RECORDS PROVIDED:
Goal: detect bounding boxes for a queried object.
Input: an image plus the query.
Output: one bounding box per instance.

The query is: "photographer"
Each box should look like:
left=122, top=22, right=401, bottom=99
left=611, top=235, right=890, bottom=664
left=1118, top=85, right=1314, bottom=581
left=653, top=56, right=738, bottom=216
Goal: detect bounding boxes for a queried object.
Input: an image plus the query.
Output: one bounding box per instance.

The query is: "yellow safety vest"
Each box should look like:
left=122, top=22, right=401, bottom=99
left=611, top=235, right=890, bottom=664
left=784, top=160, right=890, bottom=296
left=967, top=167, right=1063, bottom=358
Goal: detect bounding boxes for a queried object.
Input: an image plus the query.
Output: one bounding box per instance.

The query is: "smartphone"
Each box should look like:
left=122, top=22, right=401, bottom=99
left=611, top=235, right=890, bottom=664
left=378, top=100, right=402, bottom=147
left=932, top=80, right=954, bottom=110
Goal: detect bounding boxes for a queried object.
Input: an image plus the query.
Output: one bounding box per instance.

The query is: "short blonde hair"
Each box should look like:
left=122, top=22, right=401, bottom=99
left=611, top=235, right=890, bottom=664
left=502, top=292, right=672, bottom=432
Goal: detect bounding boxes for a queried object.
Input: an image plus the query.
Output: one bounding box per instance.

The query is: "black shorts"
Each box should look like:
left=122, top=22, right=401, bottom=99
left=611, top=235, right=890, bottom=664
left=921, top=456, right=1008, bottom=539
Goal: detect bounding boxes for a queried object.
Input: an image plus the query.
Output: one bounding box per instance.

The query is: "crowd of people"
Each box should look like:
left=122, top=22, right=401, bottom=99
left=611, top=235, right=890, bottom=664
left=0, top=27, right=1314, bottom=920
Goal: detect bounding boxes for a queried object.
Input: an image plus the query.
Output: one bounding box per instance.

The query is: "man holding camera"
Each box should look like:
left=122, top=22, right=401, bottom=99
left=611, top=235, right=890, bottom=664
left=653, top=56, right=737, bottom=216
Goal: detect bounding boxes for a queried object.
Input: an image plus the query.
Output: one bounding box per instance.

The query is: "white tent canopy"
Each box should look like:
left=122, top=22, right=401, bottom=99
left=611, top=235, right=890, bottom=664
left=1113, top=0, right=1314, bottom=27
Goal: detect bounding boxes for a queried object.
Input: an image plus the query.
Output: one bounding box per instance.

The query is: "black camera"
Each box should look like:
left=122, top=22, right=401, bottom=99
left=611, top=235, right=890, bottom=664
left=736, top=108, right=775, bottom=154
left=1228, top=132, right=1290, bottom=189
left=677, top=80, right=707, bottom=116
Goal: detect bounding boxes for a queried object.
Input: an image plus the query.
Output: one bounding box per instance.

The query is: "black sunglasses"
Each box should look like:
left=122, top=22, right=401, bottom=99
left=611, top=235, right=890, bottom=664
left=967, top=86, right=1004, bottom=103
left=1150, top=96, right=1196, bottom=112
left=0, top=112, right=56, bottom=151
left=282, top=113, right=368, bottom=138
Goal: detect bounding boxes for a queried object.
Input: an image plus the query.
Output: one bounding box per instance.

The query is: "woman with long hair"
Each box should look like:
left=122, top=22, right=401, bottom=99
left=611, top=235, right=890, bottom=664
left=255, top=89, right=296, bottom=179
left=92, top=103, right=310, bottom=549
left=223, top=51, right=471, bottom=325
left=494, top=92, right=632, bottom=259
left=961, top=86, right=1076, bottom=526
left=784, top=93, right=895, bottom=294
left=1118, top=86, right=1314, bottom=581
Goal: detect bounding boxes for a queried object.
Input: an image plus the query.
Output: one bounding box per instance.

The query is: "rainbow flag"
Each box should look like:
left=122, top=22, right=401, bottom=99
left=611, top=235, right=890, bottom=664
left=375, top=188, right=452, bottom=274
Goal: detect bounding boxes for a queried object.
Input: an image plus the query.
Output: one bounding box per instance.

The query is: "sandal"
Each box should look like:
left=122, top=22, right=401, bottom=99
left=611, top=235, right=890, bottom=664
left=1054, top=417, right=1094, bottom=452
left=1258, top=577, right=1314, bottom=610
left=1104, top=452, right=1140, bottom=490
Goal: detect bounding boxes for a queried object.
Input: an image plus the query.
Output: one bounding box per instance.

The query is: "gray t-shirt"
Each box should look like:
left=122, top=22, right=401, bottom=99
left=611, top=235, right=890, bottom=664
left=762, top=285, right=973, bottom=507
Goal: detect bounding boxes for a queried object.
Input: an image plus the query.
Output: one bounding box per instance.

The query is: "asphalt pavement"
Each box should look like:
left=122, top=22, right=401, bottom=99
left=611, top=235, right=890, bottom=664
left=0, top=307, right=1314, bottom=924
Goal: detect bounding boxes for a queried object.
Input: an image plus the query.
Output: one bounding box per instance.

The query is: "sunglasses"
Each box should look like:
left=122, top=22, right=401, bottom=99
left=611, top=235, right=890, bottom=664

AIM OF THE EXERCISE:
Can you reproduce, word for word, everything from the start of the records through the line containing "left=653, top=56, right=738, bottom=216", with that line included?

THE RESPONSE:
Goal: detect bounding boxes for a queried object.
Input: an image plus the query.
Output: one bounding box per instance.

The query is: "photographer"
Each box should look like:
left=122, top=22, right=401, bottom=99
left=611, top=235, right=890, bottom=664
left=1118, top=85, right=1314, bottom=581
left=653, top=56, right=738, bottom=216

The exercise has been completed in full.